COMPLETE THE FOLLOWING:
A: In the rock-paper-scissors reply, what does the results() function become once it is driven from a dictionary?
B: From the rock-paper-scissors reply, extract the part that opens with the words containing "[Tutor] rockpaperscissors" and closes with "for aesthetic purposes.", copying it exactly.

SUPPLIED PASSAGE:
-- begin --
[Tutor] rockpaperscissors
alan.gauld@bt.com
alan.gauld@bt.com
Mon Jan 27 08:54:01 2003
> I have enclosed some code for the game 'Rock, Paper, Scissors'.
> 1. I'm sure that there must be a more elegant way of writing
> this code,
Its not too bad given the size of the problem. You can of course
build on all sorts of extra sophistication, but its gardly worth
it IMHO.
> so any suggestions would be useful, if only for aesthetic purposes.
One area that might be more e;egant is to drive the results() function
from a data structure:
# results is a dictionary of dictionaries
outcomes = ["Scissors cuts Paper", "Paper wraps Rock", "Rock smashes
Scissors"]
winners = ["Drawn game", "Computer won", "You won"]
results = { 1: { 2: outcomes[1] + winners[1],
3: outcomes[2] + winners[2] },
2: { 1: outcomes[1] + winners[2],
3: outcomes[0] + winners[1]},
3: { 1: outcomes[2] + winners[1],
2: outcomes[0] + winners[2]}
}
Now your function just becomes a case of looking up the dictionary
and printing the result. But its not that much prettier and only
saves a tiny bit of maintenance effort.
-- end --
ENTRIES:
-- begin --
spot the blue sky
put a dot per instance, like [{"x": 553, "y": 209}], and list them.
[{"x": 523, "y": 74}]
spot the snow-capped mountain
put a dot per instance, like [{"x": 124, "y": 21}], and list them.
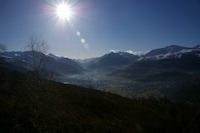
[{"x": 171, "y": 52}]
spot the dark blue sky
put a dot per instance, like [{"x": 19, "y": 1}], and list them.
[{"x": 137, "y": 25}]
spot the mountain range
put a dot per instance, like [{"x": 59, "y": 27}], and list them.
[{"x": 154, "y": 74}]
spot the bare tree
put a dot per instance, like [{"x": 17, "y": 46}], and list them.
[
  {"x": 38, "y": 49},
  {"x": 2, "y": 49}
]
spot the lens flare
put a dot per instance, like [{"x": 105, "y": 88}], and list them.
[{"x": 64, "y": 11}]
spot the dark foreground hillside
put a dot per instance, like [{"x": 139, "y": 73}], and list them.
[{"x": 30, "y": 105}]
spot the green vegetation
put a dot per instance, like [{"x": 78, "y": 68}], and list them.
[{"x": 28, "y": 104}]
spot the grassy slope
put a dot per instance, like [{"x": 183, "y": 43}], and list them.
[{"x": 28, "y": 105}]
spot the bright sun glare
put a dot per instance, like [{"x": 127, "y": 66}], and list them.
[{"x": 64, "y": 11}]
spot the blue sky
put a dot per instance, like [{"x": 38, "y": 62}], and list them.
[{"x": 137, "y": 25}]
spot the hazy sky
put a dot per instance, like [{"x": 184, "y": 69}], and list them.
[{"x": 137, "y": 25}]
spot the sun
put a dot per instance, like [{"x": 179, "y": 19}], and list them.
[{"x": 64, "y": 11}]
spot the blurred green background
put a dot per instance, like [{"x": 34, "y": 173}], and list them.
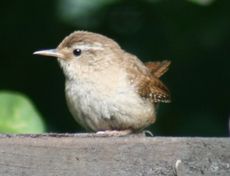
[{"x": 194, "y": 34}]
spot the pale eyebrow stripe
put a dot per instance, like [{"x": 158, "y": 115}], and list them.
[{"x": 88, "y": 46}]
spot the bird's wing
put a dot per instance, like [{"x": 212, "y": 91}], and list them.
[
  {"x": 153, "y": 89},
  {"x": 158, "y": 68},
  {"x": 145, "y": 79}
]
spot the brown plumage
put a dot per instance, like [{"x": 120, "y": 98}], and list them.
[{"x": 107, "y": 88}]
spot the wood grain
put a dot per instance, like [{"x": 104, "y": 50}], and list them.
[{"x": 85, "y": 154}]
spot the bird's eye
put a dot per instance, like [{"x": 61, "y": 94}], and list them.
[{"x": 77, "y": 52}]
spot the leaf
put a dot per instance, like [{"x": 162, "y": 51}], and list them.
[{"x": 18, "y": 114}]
-- end --
-- begin --
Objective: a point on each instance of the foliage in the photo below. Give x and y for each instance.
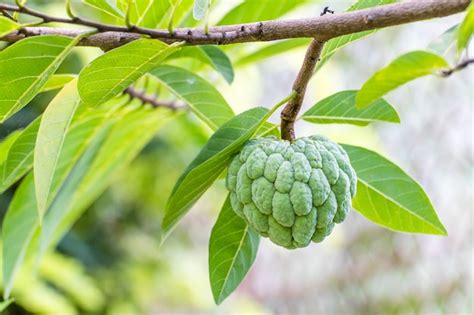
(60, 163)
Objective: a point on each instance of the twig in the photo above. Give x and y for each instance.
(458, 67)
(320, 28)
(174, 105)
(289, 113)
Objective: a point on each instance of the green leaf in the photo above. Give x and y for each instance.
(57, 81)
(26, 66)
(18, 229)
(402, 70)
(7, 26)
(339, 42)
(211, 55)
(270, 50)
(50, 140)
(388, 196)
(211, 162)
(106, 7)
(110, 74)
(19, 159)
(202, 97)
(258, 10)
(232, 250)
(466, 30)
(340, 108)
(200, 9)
-- end --
OUTPUTS BY TASK:
A: It becomes a case of looking up the dictionary and printing the result.

B:
[Tutor] rockpaperscissors
alan.gauld@bt.com
alan.gauld@bt.com
Mon Jan 27 08:54:01 2003
> I have enclosed some code for the game 'Rock, Paper, Scissors'.
> 1. I'm sure that there must be a more elegant way of writing
> this code,
Its not too bad given the size of the problem. You can of course
build on all sorts of extra sophistication, but its gardly worth
it IMHO.
> so any suggestions would be useful, if only for aesthetic purposes.